= PAGE =
☆ ☆ ☆ ☆ ☆ ☆ ☆

Search code examples
pythonamazon-web-servicesaws-lambdaaws-glue

What can be alternate source of input for args getResolvedOptions() method in AWS GlueJob?


I have a Glue Job in which I want to pass parameters to getResolvedOptions. One way I know is by creating a JobRun within Lambda Function, I can pass it. What are the other ways to pass param1 and param2 in code below:

import sys
from awsglue.utils import getResolvedOptions

args = getResolvedOptions(sys.argv, ['param1',
                                     'param2'])

Note: I don't want to pass parameters in code by hardcoding it.

Thanks in Advance.


Solution

  • You can easily achieve this through cloudformation (cfn) yaml templates or alternatively you could just add the variables directly to the job, via cli/sdk/console etc. If you wanted to go down the cfn route, you could define your resource as follows:

      JobNAME:
        Type: "AWS::Glue::Job"
        Properties:
          Name: String
          Description: String
          Role: String
          GlueVersion: 1.0
          Command: 
            Name: "glueetl"

☆ ☆ ☆ ☆ ☆ ☆ ☆

[Raw records]
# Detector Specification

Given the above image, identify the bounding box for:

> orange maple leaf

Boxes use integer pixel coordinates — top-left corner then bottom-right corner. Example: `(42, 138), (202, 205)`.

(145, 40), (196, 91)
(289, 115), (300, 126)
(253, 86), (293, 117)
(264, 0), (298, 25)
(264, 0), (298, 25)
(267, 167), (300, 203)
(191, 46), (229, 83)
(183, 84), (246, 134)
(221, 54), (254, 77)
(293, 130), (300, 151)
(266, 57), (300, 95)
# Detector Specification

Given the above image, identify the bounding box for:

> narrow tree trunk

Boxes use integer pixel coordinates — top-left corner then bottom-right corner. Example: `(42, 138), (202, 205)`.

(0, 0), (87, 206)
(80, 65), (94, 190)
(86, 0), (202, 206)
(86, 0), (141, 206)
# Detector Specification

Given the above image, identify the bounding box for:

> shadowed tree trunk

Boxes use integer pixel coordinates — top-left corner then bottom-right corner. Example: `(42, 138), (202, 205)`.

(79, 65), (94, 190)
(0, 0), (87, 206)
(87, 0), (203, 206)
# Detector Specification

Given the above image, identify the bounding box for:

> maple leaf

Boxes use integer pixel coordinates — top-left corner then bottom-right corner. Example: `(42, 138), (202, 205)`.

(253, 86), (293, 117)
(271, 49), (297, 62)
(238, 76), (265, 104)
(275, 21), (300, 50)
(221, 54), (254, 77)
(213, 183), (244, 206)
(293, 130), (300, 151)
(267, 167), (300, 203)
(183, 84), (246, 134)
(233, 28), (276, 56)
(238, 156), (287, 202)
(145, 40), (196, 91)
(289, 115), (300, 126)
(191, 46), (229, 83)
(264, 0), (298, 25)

☆ ☆ ☆ ☆ ☆ ☆ ☆

= EXERCISE INSTRUCTIONS =
A: Present every line of the records above as a numbered list, omitting blank lines.
B: Extend the thread on passing parameters to an AWS Glue job from the point where it stops.

= EXPECTED RESULTS =
A:
1. # Detector Specification
2. Given the above image, identify the bounding box for:
3. > orange maple leaf
4. Boxes use integer pixel coordinates — top-left corner then bottom-right corner. Example: `(42, 138), (202, 205)`.
5. (145, 40), (196, 91)
6. (289, 115), (300, 126)
7. (253, 86), (293, 117)
8. (264, 0), (298, 25)
9. (264, 0), (298, 25)
10. (267, 167), (300, 203)
11. (191, 46), (229, 83)
12. (183, 84), (246, 134)
13. (221, 54), (254, 77)
14. (293, 130), (300, 151)
15. (266, 57), (300, 95)
16. # Detector Specification
17. Given the above image, identify the bounding box for:
18. > narrow tree trunk
19. Boxes use integer pixel coordinates — top-left corner then bottom-right corner. Example: `(42, 138), (202, 205)`.
20. (0, 0), (87, 206)
21. (80, 65), (94, 190)
22. (86, 0), (202, 206)
23. (86, 0), (141, 206)
24. # Detector Specification
25. Given the above image, identify the bounding box for:
26. > shadowed tree trunk
27. Boxes use integer pixel coordinates — top-left corner then bottom-right corner. Example: `(42, 138), (202, 205)`.
28. (79, 65), (94, 190)
29. (0, 0), (87, 206)
30. (87, 0), (203, 206)
31. # Detector Specification
32. Given the above image, identify the bounding box for:
33. > maple leaf
34. Boxes use integer pixel coordinates — top-left corner then bottom-right corner. Example: `(42, 138), (202, 205)`.
35. (253, 86), (293, 117)
36. (271, 49), (297, 62)
37. (238, 76), (265, 104)
38. (275, 21), (300, 50)
39. (221, 54), (254, 77)
40. (213, 183), (244, 206)
41. (293, 130), (300, 151)
42. (267, 167), (300, 203)
43. (183, 84), (246, 134)
44. (233, 28), (276, 56)
45. (238, 156), (287, 202)
46. (145, 40), (196, 91)
47. (289, 115), (300, 126)
48. (191, 46), (229, 83)
49. (264, 0), (298, 25)

B:
            ScriptLocation: String
            PythonVersion: 3
          DefaultArguments: {
              "--job-language": "python",
              "--param1" : VALUE,
              "--param2" : VALUE,
              "--TempDir" : String,
              "--job-bookmark-option" : "job-bookmark-enable",
              "--enable-continuous-cloudwatch-log" : "false",
              "--enable-continuous-log-filter" : "false",
              "--enable-metrics" : "false"
          }
          ExecutionProperty:
            MaxConcurrentRuns: 1
          MaxCapacity: 5
          MaxRetries: 1
          Timeout: 60
    

    Once defined, you can call out the parameters through getResolvedOptions, noting there are reserved values for glue defaults, e.g.:

    import sys
    from awsglue.utils import getResolvedOptions
    
    ## @params: [JOB_NAME <--default assigned, param1 <---your value, param2 <---your value]
    args = getResolvedOptions(sys.argv, ['JOB_NAME', 'param1','param2'])